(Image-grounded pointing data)
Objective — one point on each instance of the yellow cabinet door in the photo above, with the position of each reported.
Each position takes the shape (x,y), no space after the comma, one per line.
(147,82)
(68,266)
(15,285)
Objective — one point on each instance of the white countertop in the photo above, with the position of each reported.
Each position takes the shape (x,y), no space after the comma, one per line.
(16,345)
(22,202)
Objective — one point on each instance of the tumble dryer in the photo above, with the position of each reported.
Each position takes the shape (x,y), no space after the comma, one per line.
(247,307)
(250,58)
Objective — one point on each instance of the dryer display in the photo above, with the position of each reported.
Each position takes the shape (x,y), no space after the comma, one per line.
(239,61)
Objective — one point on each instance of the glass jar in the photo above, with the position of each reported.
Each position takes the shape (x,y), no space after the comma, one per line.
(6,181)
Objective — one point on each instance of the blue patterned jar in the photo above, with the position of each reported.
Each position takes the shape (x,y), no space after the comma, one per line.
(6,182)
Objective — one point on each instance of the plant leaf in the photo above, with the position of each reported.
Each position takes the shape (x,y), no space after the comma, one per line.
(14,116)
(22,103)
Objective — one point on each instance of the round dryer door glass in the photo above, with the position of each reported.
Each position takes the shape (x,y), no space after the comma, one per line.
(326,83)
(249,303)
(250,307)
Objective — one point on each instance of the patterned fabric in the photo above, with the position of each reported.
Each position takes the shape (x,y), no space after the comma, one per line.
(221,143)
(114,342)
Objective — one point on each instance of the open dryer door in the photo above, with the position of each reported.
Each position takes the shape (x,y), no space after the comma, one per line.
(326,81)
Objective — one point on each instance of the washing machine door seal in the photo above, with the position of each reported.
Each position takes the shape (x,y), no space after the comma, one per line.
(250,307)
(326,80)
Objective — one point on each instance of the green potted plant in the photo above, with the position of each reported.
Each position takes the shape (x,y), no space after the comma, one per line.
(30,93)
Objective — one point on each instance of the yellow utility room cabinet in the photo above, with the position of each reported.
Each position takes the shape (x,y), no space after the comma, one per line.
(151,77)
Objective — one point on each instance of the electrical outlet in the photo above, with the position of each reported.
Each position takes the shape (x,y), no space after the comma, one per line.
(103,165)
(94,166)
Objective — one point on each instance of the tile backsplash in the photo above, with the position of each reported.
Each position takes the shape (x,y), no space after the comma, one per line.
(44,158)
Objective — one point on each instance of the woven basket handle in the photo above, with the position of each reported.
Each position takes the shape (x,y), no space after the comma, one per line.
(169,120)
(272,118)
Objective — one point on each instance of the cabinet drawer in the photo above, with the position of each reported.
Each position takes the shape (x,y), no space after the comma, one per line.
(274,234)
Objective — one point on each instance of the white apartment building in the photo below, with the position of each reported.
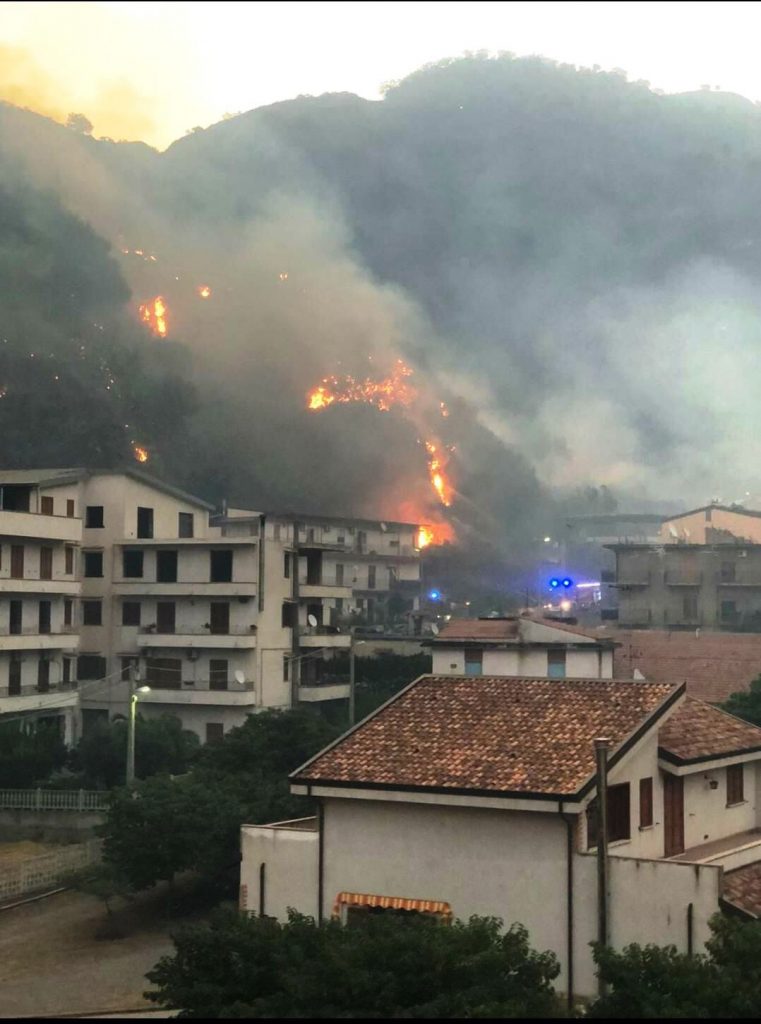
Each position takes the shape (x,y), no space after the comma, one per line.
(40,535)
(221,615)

▶ **Exercise description**
The number of lines in the data that hold "plant" must be the entire answer.

▶ **Solution to the problem**
2